→ **Texto para análise**
┌────────
A visão do mercado financeiro
Para Rafaela Vitória, economista-chefe do Banco Inter, é necessário esse ano haver algum tipo de auxílio ou extensão do Bolsa Família. Mas, sob qualquer modelo, a nova ajuda não deve ser tão ampla quanto o auxílio de 2020, com tantas parcelas, um valor tão alto e público tão amplo.
Em 2020, o auxílio emergencial passou a vigorar em abril, com valor de R$ 600, que podia chegar a R$ 1.200 para mães ou pais que cuidassem dos filhos sozinhos. Foram pagas cinco parcelas nesses valores cheios e outras quatro com os valores reduzidos à metade. O benefício chegou a ser pago a quase 68 milhões de pessoas, ou cerca de 32% da população brasileira.
"Deixar famílias desassistidas nesse momento não é o melhor cenário. Mas um aumento do Bolsa Família ou extensão do auxílio emergencial não podem ser feitos sem haver uma fonte de financiamento. O ideal é que isso seja colocado dentro do Orçamento", defende.
Segundo ela, opções como renovar o "orçamento de guerra" ou criar créditos extraordinários via medida provisória não seriam bem recebidas.
└────────
Entradas de dados extraídos
┌────────
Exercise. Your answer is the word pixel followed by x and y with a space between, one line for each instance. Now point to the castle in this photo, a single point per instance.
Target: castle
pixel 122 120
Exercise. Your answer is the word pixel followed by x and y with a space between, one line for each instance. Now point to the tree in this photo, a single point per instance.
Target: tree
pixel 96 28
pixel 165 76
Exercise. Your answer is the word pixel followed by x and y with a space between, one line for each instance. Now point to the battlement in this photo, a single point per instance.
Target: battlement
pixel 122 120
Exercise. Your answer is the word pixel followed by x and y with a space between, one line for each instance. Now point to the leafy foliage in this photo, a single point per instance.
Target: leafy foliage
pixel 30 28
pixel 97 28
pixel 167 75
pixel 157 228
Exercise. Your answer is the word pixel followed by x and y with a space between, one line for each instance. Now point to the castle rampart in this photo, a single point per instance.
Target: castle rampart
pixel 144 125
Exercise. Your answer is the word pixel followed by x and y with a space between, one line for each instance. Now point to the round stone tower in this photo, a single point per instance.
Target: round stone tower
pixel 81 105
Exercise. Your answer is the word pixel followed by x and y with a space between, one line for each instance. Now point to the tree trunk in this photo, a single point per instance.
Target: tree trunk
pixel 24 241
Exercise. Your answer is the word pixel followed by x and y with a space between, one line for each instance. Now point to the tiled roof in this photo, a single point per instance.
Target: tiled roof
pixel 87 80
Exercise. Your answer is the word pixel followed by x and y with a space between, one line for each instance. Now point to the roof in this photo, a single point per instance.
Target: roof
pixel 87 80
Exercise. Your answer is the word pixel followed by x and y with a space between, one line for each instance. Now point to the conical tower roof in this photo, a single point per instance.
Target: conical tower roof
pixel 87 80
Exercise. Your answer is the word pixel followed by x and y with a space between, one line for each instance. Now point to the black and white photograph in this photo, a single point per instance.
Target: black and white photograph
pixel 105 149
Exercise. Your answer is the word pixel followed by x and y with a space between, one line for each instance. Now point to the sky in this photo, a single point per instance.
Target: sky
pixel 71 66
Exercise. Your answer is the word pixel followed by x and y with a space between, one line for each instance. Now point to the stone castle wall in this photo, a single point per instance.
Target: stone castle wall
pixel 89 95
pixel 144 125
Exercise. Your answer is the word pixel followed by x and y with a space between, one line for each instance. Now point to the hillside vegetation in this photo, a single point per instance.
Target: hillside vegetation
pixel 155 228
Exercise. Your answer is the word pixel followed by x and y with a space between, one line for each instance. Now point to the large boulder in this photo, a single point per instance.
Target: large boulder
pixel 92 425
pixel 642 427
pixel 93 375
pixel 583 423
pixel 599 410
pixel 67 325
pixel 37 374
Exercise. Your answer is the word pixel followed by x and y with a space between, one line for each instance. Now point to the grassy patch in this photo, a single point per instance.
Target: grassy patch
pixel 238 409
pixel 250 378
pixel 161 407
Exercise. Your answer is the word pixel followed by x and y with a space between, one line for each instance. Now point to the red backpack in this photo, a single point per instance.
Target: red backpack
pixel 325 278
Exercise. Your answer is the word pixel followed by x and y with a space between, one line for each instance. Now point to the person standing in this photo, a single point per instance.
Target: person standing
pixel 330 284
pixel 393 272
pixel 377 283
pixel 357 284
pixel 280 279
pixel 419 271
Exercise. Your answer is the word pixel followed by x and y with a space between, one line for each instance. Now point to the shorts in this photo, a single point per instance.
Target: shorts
└────────
→ **Questões sobre o texto**
1. Transcreva do trecho sobre o auxílio emergencial a passagem que vai de "Em 2020, o auxílio" até "seriam bem recebidas.".
2. Escreva a continuação do trecho sobre o auxílio emergencial, partindo do ponto em que ele termina.
A listagem não é usada em nenhuma das questões.

→ **Respostas**
1.
Em 2020, o auxílio emergencial passou a vigorar em abril, com valor de R$ 600, que podia chegar a R$ 1.200 para mães ou pais que cuidassem dos filhos sozinhos. Foram pagas cinco parcelas nesses valores cheios e outras quatro com os valores reduzidos à metade. O benefício chegou a ser pago a quase 68 milhões de pessoas, ou cerca de 32% da população brasileira.
"Deixar famílias desassistidas nesse momento não é o melhor cenário. Mas um aumento do Bolsa Família ou extensão do auxílio emergencial não podem ser feitos sem haver uma fonte de financiamento. O ideal é que isso seja colocado dentro do Orçamento", defende.
Segundo ela, opções como renovar o "orçamento de guerra" ou criar créditos extraordinários via medida provisória não seriam bem recebidas.

2.
"O teto fiscal serve como uma âncora para projetarmos o comportamento da dívida e o preço dela, pensando no risco-Brasil. Na hora que você começa a burlar esse teto com medidas de flexibilização, volta a dúvida. Não sabemos até onde vai o tamanho da dívida e, com isso, os juros acabam subindo e o câmbio desvaloriza, porque gera uma incerteza no mercado."
"Juros altos significam menos investimento, menos consumo, então isso não é ruim só para o mercado financeiro, é ruim para a economia como um todo. Essa incerteza também assusta o investidor estrangeiro, então o câmbio pode voltar a desvalorizar se houver uma percepção de descontrole fiscal e isso pode impactar numa alta da inflação."
Não há caminho fácil
"O governo está pressionado e vai ter que dar alguma resposta nessa questão social", diz Aragão. "Por mais que não seja tão grandiosa como o auxílio emergencial, como, por exemplo, liberação do FGTS, antecipação do 13º para aposentados e pensionistas, tentar aprovar a PEC [Proposta de Emenda à Constituição] Emergencial para ver se sobra alguma gordura para aumentar o valor do Bolsa Família."
Débora Freire, professora de Economia da Universidade Federal de Minas Gerais (UFMG), defende que a situação precisa ser enfrentada ainda com uma política emergencial.
"Quando pensamos em políticas sociais permanentes de transferência de renda, é preciso estabelecer contrapartidas em termos de receita. Um programa que venha a ampliar o Bolsa Família ou substituí-lo precisa ser muito bem pensado e desenhado."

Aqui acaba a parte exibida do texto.